◆ **Directions**
Reproduce exactly the final portion of the data: every line from the one containing "point_to MUST place one pin on each instance of the gray" through the last line, inclusive.

◆ **Material provided**
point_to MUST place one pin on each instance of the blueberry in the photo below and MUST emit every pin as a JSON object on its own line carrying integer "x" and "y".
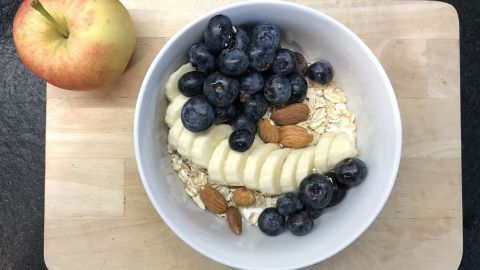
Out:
{"x": 219, "y": 34}
{"x": 301, "y": 65}
{"x": 220, "y": 90}
{"x": 289, "y": 204}
{"x": 191, "y": 83}
{"x": 233, "y": 62}
{"x": 255, "y": 106}
{"x": 300, "y": 224}
{"x": 241, "y": 121}
{"x": 351, "y": 171}
{"x": 241, "y": 39}
{"x": 339, "y": 189}
{"x": 321, "y": 72}
{"x": 277, "y": 90}
{"x": 266, "y": 35}
{"x": 197, "y": 114}
{"x": 201, "y": 58}
{"x": 299, "y": 88}
{"x": 270, "y": 222}
{"x": 225, "y": 114}
{"x": 314, "y": 213}
{"x": 316, "y": 191}
{"x": 260, "y": 58}
{"x": 284, "y": 62}
{"x": 251, "y": 83}
{"x": 241, "y": 140}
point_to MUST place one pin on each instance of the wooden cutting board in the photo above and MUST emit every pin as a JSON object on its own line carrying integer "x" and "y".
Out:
{"x": 97, "y": 215}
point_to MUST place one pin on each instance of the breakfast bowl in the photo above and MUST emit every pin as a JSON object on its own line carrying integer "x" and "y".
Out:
{"x": 370, "y": 96}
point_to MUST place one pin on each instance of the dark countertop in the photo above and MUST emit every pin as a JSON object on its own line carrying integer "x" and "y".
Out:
{"x": 22, "y": 145}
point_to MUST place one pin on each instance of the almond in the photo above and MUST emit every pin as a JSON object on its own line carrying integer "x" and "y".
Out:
{"x": 243, "y": 197}
{"x": 234, "y": 219}
{"x": 294, "y": 136}
{"x": 268, "y": 131}
{"x": 213, "y": 200}
{"x": 291, "y": 115}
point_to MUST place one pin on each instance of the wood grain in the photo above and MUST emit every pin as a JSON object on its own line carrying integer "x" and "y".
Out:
{"x": 97, "y": 215}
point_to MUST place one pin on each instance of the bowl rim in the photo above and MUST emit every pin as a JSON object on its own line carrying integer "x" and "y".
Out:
{"x": 392, "y": 103}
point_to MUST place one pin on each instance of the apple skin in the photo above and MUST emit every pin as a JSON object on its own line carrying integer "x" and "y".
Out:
{"x": 99, "y": 46}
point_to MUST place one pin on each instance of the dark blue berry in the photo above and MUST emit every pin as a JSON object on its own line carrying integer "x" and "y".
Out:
{"x": 241, "y": 121}
{"x": 266, "y": 35}
{"x": 277, "y": 90}
{"x": 270, "y": 222}
{"x": 191, "y": 83}
{"x": 321, "y": 72}
{"x": 225, "y": 114}
{"x": 255, "y": 106}
{"x": 351, "y": 171}
{"x": 339, "y": 189}
{"x": 315, "y": 191}
{"x": 201, "y": 58}
{"x": 241, "y": 39}
{"x": 289, "y": 204}
{"x": 241, "y": 140}
{"x": 284, "y": 62}
{"x": 251, "y": 83}
{"x": 233, "y": 62}
{"x": 219, "y": 34}
{"x": 299, "y": 88}
{"x": 197, "y": 114}
{"x": 220, "y": 90}
{"x": 301, "y": 65}
{"x": 260, "y": 58}
{"x": 300, "y": 224}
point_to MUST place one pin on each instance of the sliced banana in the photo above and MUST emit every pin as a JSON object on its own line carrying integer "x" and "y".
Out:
{"x": 173, "y": 110}
{"x": 342, "y": 147}
{"x": 217, "y": 162}
{"x": 270, "y": 173}
{"x": 174, "y": 133}
{"x": 322, "y": 151}
{"x": 305, "y": 164}
{"x": 171, "y": 87}
{"x": 235, "y": 165}
{"x": 288, "y": 177}
{"x": 206, "y": 142}
{"x": 254, "y": 163}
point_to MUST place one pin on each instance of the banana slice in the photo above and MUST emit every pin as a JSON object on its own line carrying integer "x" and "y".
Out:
{"x": 254, "y": 163}
{"x": 185, "y": 142}
{"x": 288, "y": 178}
{"x": 342, "y": 147}
{"x": 217, "y": 162}
{"x": 322, "y": 151}
{"x": 173, "y": 110}
{"x": 305, "y": 164}
{"x": 174, "y": 133}
{"x": 270, "y": 173}
{"x": 206, "y": 142}
{"x": 235, "y": 165}
{"x": 171, "y": 87}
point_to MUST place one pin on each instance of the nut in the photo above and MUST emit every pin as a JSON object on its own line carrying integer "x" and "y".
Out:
{"x": 234, "y": 219}
{"x": 294, "y": 136}
{"x": 291, "y": 115}
{"x": 213, "y": 200}
{"x": 243, "y": 197}
{"x": 268, "y": 131}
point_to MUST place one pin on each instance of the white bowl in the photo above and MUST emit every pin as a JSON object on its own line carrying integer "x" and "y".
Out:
{"x": 370, "y": 96}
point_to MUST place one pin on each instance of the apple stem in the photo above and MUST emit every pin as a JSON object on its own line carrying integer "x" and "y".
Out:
{"x": 39, "y": 7}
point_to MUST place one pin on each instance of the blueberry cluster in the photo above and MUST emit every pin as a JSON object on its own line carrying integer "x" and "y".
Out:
{"x": 239, "y": 75}
{"x": 297, "y": 211}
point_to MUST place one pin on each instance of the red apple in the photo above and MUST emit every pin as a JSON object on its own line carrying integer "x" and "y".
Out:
{"x": 75, "y": 44}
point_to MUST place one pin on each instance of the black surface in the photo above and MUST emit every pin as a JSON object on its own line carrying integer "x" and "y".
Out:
{"x": 22, "y": 148}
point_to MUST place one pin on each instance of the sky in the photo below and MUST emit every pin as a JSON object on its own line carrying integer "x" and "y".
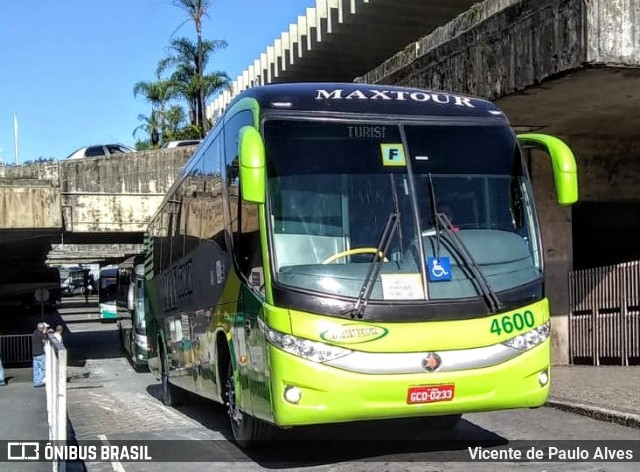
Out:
{"x": 68, "y": 67}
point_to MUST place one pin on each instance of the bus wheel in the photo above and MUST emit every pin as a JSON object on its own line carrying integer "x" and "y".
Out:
{"x": 442, "y": 423}
{"x": 247, "y": 430}
{"x": 171, "y": 395}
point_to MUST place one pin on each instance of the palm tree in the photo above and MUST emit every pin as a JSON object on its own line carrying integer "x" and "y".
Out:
{"x": 197, "y": 10}
{"x": 151, "y": 126}
{"x": 174, "y": 120}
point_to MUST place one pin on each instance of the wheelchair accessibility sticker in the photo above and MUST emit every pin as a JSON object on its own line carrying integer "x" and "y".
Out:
{"x": 393, "y": 155}
{"x": 439, "y": 269}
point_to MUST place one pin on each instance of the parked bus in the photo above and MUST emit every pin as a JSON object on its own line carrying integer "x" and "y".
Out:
{"x": 343, "y": 252}
{"x": 72, "y": 280}
{"x": 107, "y": 290}
{"x": 130, "y": 303}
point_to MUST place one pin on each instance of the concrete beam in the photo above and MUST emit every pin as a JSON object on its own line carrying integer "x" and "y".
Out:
{"x": 355, "y": 33}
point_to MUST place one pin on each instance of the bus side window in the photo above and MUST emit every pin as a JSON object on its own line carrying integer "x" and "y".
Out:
{"x": 243, "y": 217}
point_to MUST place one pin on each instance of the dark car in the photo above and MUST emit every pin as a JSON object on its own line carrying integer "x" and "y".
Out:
{"x": 100, "y": 150}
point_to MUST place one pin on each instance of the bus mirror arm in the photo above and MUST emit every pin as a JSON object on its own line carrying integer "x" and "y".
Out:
{"x": 252, "y": 165}
{"x": 563, "y": 163}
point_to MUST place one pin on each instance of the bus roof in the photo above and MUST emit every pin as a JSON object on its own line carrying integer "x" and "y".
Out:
{"x": 368, "y": 99}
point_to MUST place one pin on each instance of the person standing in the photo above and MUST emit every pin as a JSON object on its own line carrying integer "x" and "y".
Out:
{"x": 37, "y": 352}
{"x": 86, "y": 285}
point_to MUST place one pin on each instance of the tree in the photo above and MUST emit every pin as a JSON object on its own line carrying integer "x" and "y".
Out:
{"x": 187, "y": 82}
{"x": 151, "y": 126}
{"x": 197, "y": 10}
{"x": 157, "y": 93}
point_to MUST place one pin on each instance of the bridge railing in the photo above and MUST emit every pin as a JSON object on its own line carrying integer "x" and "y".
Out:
{"x": 15, "y": 348}
{"x": 56, "y": 387}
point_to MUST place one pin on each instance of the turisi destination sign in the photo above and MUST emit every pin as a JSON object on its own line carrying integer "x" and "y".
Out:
{"x": 397, "y": 95}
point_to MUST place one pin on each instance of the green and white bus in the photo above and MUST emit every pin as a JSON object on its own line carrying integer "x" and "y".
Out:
{"x": 344, "y": 252}
{"x": 131, "y": 306}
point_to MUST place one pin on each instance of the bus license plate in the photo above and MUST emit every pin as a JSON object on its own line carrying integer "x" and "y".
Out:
{"x": 430, "y": 394}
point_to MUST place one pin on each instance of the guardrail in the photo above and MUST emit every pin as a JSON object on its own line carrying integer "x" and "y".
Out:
{"x": 604, "y": 318}
{"x": 56, "y": 387}
{"x": 15, "y": 348}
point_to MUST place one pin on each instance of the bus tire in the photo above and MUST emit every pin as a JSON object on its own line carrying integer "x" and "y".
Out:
{"x": 442, "y": 423}
{"x": 248, "y": 432}
{"x": 171, "y": 395}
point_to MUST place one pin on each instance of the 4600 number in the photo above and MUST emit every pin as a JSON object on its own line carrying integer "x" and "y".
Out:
{"x": 509, "y": 323}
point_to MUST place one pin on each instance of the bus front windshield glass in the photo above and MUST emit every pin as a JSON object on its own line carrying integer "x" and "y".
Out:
{"x": 334, "y": 187}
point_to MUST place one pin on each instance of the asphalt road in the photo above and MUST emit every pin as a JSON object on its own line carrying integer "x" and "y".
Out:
{"x": 108, "y": 402}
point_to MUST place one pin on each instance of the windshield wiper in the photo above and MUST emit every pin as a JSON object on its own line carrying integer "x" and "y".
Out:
{"x": 389, "y": 231}
{"x": 442, "y": 220}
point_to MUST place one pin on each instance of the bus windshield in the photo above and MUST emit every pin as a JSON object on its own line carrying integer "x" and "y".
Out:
{"x": 333, "y": 186}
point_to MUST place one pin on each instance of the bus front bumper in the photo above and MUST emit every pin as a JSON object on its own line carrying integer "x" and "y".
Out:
{"x": 331, "y": 395}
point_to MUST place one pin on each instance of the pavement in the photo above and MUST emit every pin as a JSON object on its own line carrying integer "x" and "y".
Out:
{"x": 607, "y": 393}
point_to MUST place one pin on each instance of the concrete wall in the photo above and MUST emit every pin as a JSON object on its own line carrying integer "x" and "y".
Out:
{"x": 613, "y": 32}
{"x": 531, "y": 57}
{"x": 113, "y": 194}
{"x": 104, "y": 194}
{"x": 493, "y": 49}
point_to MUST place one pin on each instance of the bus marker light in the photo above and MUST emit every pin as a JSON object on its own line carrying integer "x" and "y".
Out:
{"x": 292, "y": 394}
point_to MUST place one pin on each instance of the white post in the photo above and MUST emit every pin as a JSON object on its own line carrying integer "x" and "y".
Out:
{"x": 56, "y": 388}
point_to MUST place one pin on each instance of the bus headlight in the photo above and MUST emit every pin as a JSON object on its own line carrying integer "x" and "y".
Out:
{"x": 530, "y": 339}
{"x": 311, "y": 350}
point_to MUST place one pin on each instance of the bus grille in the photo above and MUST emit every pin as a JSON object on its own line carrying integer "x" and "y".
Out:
{"x": 15, "y": 348}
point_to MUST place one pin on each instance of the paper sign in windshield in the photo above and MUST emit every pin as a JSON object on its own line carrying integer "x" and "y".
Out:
{"x": 402, "y": 287}
{"x": 393, "y": 155}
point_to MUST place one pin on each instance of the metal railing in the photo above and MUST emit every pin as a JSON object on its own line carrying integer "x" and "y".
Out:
{"x": 604, "y": 316}
{"x": 56, "y": 387}
{"x": 15, "y": 348}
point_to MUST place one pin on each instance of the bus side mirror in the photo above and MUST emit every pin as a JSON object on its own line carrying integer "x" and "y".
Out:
{"x": 130, "y": 298}
{"x": 565, "y": 171}
{"x": 252, "y": 165}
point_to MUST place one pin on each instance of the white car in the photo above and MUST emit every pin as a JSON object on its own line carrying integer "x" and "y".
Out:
{"x": 184, "y": 142}
{"x": 100, "y": 150}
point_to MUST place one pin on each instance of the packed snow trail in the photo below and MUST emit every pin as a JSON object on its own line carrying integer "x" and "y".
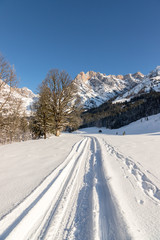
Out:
{"x": 73, "y": 202}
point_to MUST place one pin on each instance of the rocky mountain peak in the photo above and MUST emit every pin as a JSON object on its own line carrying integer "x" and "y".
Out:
{"x": 155, "y": 72}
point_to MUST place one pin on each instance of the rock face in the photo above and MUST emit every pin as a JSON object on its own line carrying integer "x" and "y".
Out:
{"x": 96, "y": 88}
{"x": 23, "y": 95}
{"x": 150, "y": 82}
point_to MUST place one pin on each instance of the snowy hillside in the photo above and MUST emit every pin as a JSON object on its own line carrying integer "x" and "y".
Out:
{"x": 96, "y": 88}
{"x": 25, "y": 95}
{"x": 84, "y": 185}
{"x": 150, "y": 82}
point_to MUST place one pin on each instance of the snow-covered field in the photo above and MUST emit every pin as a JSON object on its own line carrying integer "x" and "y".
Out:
{"x": 84, "y": 185}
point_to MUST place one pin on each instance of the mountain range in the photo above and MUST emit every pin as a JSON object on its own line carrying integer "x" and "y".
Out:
{"x": 95, "y": 88}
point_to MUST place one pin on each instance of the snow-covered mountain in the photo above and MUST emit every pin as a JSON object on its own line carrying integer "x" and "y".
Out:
{"x": 150, "y": 82}
{"x": 17, "y": 95}
{"x": 97, "y": 88}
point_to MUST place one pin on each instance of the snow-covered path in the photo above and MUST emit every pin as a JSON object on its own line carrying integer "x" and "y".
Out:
{"x": 73, "y": 202}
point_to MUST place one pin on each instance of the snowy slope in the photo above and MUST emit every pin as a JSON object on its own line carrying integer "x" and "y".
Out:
{"x": 25, "y": 95}
{"x": 149, "y": 82}
{"x": 106, "y": 186}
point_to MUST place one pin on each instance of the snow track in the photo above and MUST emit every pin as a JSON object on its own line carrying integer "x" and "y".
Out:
{"x": 73, "y": 202}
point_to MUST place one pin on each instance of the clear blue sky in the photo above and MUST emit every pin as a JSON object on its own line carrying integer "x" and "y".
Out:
{"x": 108, "y": 36}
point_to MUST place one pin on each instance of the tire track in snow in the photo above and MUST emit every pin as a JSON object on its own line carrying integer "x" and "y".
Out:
{"x": 30, "y": 213}
{"x": 147, "y": 186}
{"x": 73, "y": 202}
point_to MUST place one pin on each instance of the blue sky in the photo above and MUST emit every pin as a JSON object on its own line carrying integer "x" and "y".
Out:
{"x": 108, "y": 36}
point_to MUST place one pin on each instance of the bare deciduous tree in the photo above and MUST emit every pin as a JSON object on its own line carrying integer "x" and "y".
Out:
{"x": 61, "y": 99}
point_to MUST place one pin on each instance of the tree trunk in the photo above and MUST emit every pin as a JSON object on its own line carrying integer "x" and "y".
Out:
{"x": 57, "y": 132}
{"x": 45, "y": 135}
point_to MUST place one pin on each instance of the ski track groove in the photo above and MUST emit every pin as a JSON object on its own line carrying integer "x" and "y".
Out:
{"x": 146, "y": 185}
{"x": 73, "y": 202}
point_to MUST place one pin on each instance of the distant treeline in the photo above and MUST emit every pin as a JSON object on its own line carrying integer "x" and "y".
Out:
{"x": 113, "y": 116}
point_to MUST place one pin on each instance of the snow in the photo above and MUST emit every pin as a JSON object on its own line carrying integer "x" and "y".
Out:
{"x": 84, "y": 185}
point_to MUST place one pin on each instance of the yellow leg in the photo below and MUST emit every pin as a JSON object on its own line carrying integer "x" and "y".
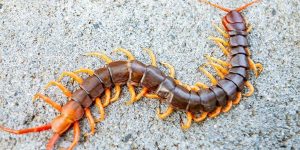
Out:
{"x": 152, "y": 96}
{"x": 237, "y": 99}
{"x": 171, "y": 69}
{"x": 195, "y": 88}
{"x": 249, "y": 28}
{"x": 201, "y": 117}
{"x": 250, "y": 88}
{"x": 215, "y": 113}
{"x": 201, "y": 85}
{"x": 213, "y": 80}
{"x": 72, "y": 75}
{"x": 225, "y": 34}
{"x": 101, "y": 110}
{"x": 107, "y": 97}
{"x": 216, "y": 39}
{"x": 248, "y": 51}
{"x": 257, "y": 68}
{"x": 76, "y": 135}
{"x": 91, "y": 122}
{"x": 188, "y": 123}
{"x": 164, "y": 115}
{"x": 126, "y": 52}
{"x": 141, "y": 94}
{"x": 117, "y": 93}
{"x": 219, "y": 61}
{"x": 227, "y": 107}
{"x": 101, "y": 56}
{"x": 60, "y": 86}
{"x": 132, "y": 94}
{"x": 84, "y": 70}
{"x": 152, "y": 56}
{"x": 47, "y": 100}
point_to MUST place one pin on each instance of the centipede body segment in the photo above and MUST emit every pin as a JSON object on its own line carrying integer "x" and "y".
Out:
{"x": 199, "y": 101}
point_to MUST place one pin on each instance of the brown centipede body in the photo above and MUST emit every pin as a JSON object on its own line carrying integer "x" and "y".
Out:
{"x": 198, "y": 101}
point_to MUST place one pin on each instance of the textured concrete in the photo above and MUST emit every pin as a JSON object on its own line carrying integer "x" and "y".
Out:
{"x": 40, "y": 39}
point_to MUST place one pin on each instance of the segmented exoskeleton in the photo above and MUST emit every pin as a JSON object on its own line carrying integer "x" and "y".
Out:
{"x": 198, "y": 101}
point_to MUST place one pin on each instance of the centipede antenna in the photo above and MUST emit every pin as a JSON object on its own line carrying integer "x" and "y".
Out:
{"x": 216, "y": 5}
{"x": 246, "y": 5}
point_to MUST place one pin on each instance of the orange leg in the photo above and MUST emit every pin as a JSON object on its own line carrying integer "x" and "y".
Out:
{"x": 215, "y": 113}
{"x": 101, "y": 110}
{"x": 76, "y": 135}
{"x": 164, "y": 115}
{"x": 141, "y": 94}
{"x": 91, "y": 121}
{"x": 47, "y": 100}
{"x": 250, "y": 87}
{"x": 152, "y": 96}
{"x": 227, "y": 107}
{"x": 188, "y": 123}
{"x": 201, "y": 117}
{"x": 28, "y": 130}
{"x": 52, "y": 141}
{"x": 237, "y": 99}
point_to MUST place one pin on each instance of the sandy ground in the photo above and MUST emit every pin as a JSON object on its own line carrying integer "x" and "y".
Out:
{"x": 39, "y": 40}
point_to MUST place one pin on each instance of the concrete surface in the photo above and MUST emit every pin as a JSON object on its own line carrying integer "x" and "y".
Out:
{"x": 41, "y": 39}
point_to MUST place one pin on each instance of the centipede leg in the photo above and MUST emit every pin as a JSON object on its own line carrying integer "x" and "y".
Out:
{"x": 91, "y": 122}
{"x": 52, "y": 141}
{"x": 213, "y": 80}
{"x": 101, "y": 110}
{"x": 257, "y": 68}
{"x": 152, "y": 56}
{"x": 164, "y": 115}
{"x": 171, "y": 69}
{"x": 47, "y": 100}
{"x": 227, "y": 107}
{"x": 215, "y": 113}
{"x": 28, "y": 130}
{"x": 117, "y": 93}
{"x": 237, "y": 99}
{"x": 101, "y": 56}
{"x": 132, "y": 94}
{"x": 126, "y": 52}
{"x": 201, "y": 117}
{"x": 76, "y": 129}
{"x": 225, "y": 34}
{"x": 60, "y": 86}
{"x": 142, "y": 93}
{"x": 188, "y": 122}
{"x": 250, "y": 88}
{"x": 152, "y": 96}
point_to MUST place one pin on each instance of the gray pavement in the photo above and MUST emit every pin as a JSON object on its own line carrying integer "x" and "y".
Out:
{"x": 41, "y": 39}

◆ **Full output**
point_to MUST place one pin on each instance of the gray pavement in the photo above and MUST emit every pin as a JSON object on its own line carrying integer "x" and "y".
Out:
{"x": 41, "y": 39}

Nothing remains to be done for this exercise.